(Named object pointer entries)
——————
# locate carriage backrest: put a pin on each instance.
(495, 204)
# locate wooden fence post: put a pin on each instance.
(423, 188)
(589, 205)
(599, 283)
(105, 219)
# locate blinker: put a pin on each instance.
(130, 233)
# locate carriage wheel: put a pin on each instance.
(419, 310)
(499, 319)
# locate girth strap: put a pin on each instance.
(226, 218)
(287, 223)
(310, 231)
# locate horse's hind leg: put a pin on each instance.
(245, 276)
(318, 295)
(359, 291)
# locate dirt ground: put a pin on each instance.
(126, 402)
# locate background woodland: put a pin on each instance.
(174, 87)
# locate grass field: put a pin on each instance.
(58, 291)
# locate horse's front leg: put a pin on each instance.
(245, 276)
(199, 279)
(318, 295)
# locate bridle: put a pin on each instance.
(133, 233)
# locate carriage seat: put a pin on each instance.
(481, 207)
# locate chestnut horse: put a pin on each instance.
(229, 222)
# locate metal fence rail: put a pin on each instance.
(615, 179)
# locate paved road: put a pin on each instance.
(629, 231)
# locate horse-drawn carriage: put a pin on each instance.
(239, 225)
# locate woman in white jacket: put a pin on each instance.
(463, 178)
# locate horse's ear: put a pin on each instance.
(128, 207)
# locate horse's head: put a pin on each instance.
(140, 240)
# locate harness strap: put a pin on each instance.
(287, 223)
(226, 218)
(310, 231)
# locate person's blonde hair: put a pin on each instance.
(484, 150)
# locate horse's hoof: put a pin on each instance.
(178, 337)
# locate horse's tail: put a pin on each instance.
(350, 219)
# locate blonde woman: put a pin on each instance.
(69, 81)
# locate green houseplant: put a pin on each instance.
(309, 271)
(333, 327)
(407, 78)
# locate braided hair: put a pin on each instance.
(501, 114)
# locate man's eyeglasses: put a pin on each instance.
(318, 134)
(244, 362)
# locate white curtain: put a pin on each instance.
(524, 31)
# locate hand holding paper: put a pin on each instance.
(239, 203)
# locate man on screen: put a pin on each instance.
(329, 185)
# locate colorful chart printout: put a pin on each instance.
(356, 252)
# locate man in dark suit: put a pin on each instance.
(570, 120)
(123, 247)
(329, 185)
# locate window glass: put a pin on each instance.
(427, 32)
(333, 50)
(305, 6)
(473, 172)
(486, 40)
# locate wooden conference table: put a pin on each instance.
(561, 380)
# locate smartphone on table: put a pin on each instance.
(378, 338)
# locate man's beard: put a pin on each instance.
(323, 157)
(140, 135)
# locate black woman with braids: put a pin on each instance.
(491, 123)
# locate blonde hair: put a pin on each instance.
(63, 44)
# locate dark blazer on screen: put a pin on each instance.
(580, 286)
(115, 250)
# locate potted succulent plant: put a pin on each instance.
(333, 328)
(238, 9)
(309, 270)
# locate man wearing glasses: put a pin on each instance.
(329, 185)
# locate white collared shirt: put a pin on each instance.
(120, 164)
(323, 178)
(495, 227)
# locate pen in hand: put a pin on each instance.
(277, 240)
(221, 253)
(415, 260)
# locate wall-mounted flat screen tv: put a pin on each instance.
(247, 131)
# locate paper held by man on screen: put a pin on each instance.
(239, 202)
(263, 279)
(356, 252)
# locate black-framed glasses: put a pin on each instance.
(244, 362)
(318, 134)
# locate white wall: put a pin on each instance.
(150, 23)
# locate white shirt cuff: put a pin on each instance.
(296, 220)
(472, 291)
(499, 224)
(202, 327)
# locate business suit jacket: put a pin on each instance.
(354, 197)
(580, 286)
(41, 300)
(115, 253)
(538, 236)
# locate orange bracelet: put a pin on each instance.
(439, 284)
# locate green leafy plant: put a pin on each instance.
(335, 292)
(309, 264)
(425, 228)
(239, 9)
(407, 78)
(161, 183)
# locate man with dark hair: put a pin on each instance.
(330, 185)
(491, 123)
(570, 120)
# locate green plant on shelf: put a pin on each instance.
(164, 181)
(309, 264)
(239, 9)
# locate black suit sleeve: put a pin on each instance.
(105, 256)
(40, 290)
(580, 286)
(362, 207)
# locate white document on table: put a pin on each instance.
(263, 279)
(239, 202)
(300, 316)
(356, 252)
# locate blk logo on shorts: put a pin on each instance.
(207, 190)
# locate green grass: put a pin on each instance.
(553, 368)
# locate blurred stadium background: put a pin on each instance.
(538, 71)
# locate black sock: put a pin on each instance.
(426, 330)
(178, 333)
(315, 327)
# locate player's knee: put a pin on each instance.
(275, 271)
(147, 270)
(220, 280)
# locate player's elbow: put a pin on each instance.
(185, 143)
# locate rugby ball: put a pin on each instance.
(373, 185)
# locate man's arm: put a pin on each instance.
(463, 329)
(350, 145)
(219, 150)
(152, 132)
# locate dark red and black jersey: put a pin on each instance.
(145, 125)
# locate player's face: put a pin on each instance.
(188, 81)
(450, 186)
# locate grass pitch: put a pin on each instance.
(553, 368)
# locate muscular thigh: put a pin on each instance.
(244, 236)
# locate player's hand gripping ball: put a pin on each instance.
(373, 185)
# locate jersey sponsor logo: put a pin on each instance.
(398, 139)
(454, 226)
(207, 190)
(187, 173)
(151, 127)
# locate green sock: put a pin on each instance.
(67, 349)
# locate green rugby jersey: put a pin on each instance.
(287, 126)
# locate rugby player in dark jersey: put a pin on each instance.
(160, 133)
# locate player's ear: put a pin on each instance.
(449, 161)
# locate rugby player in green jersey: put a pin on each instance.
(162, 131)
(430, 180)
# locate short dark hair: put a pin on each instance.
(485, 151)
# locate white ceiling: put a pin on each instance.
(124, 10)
——————
Extract every line of the data above and reproduce each one word for word, with nothing changed.

» CORRECT OUTPUT:
# locate carriage backrest: put a pin on each instance.
(495, 204)
# locate wooden fence post: put a pin on each instance.
(423, 188)
(589, 205)
(599, 283)
(105, 219)
# locate blinker: put a pin on each instance.
(130, 233)
# locate carriage wheel: put a pin on each instance.
(419, 310)
(499, 319)
# locate girth strap: put a pin on each instance.
(226, 218)
(287, 223)
(310, 231)
# locate horse's hind leg: put a pin on each instance.
(245, 276)
(318, 295)
(359, 291)
# locate dirt ground: put a pin on each instance.
(126, 402)
# locate background woodland: put a pin on each instance.
(174, 87)
# locate grass field: put a pin on each instance.
(58, 291)
# locate horse's front leg: put a pin on each instance.
(245, 276)
(199, 279)
(318, 295)
# locate bridle: put a pin on each instance.
(133, 233)
# locate carriage seat: put a pin on each instance.
(481, 207)
# locate chestnut horse: put a pin on each instance.
(229, 222)
# locate metal fence rail: put a pin on each instance.
(615, 179)
# locate paved road: put a pin on each instance.
(629, 231)
# locate horse-drawn carriage: put a pin on each instance.
(239, 225)
# locate woman in white jacket: put a pin on each instance.
(463, 178)
# locate horse's ear: put a pin on each instance.
(128, 207)
# locate horse's head: put a pin on each instance.
(140, 240)
# locate harness strap: put a pin on each instance.
(287, 223)
(226, 218)
(310, 231)
# locate person's blonde hair: put a pin on each instance.
(484, 150)
# locate horse's hoof: put a pin on each instance.
(178, 337)
# locate horse's tail: put a pin on each instance.
(350, 219)
# locate blonde woman: put a pin on each instance.
(69, 81)
# locate green houseplant: put a pin on each instance.
(309, 271)
(333, 327)
(407, 78)
# locate braided hair: put a pin on each instance.
(501, 114)
# locate man's eyeglasses: put a pin on each instance.
(318, 134)
(244, 362)
# locate white curtain: put a pin on each instance.
(524, 31)
# locate hand holding paper: put a pin on each instance.
(239, 203)
# locate man on screen: put a pin on each instance.
(329, 185)
# locate colorful chart printout: put a pin on each instance.
(356, 252)
# locate man in dark suit: put a pin on each instance.
(570, 120)
(123, 247)
(329, 185)
# locate window glass: put a pin on each instance.
(427, 32)
(333, 50)
(305, 6)
(473, 172)
(486, 40)
# locate wooden conference table: put a pin on each instance.
(561, 380)
# locate smartphone on table: put a pin on each instance.
(378, 338)
# locate man's beard: put a pin on each instance.
(323, 157)
(140, 135)
# locate black woman with braids: put a pin on each instance.
(491, 123)
# locate blonde hair: put a pin on each instance.
(63, 44)
# locate dark blazer on screen: put a pin on each instance.
(580, 286)
(115, 250)
# locate potted succulent plant: put a pin on each instance.
(333, 328)
(238, 9)
(309, 270)
# locate man wearing glasses: put a pin on each instance.
(329, 185)
# locate white collared shirt: put a pin on each instance.
(120, 164)
(323, 178)
(495, 227)
# locate pen in hand: put a pin on each instance.
(277, 240)
(221, 253)
(415, 260)
# locate wall-mounted flat screen tv: put a pin on each instance.
(247, 131)
# locate paper held by man on screen: put a pin on each instance.
(239, 202)
(263, 279)
(356, 252)
# locate black-framed glasses: put a pin on each instance.
(244, 362)
(318, 134)
# locate white wall: put a pin on each instance.
(150, 23)
# locate white shirt cuff: put a pin on each instance.
(296, 220)
(472, 291)
(499, 224)
(202, 327)
# locate business suit jacket: put a pin on each instance.
(354, 197)
(580, 286)
(41, 300)
(115, 253)
(538, 236)
# locate orange bracelet: put a pin on each instance.
(439, 284)
# locate green leafy plant: put a pin on each instance.
(335, 292)
(309, 264)
(425, 228)
(239, 9)
(407, 78)
(161, 183)
# locate man with dark hair: put a pin on each instance.
(330, 185)
(491, 123)
(570, 120)
# locate green plant on shelf: put a pin on each instance.
(164, 181)
(309, 264)
(239, 9)
# locate black suit sleeve: put a pin on each instance.
(105, 256)
(40, 290)
(580, 286)
(362, 207)
# locate white document on table: put a pin on each instance.
(263, 279)
(239, 202)
(300, 316)
(356, 252)
# locate blk logo on shorts: put a pin on each instance.
(207, 190)
# locate green grass: put a pin on each instance.
(553, 368)
# locate blurred stadium background: put a pin on each instance.
(538, 71)
# locate black sock: put a pin on each instance.
(426, 330)
(178, 333)
(315, 327)
# locate player's knee: put a pin on each instance.
(275, 271)
(147, 270)
(220, 280)
# locate player's elbow: put a pin on each instance.
(185, 143)
# locate rugby ball: put a pin on each instance.
(373, 185)
# locate man's arm: put a pin on each instance.
(463, 329)
(350, 145)
(219, 150)
(152, 132)
# locate dark red and black jersey: put a pin on each instance.
(145, 125)
# locate player's face: put a pin on each instance.
(188, 81)
(450, 186)
# locate grass pitch: put a pin on each instance.
(553, 368)
# locate muscular thigh: put a pin on each instance.
(244, 236)
# locate player's hand gripping ball: put a pin on each instance.
(373, 185)
# locate jersey sponsor logo: put a pin on each instance.
(398, 139)
(454, 226)
(207, 190)
(187, 173)
(151, 127)
# locate green sock: put a pin on each instance.
(67, 349)
# locate green rugby jersey: put a pin on each instance.
(287, 126)
# locate rugby player in dark jersey: put a pin on each instance.
(160, 133)
# locate player's ear: put a pin on each instance.
(449, 161)
# locate rugby player in green jersey: put a pin on each instance.
(162, 131)
(430, 180)
# locate short dark hair: put a pin on each instance.
(485, 151)
# locate white ceiling: put a pin on each instance.
(124, 10)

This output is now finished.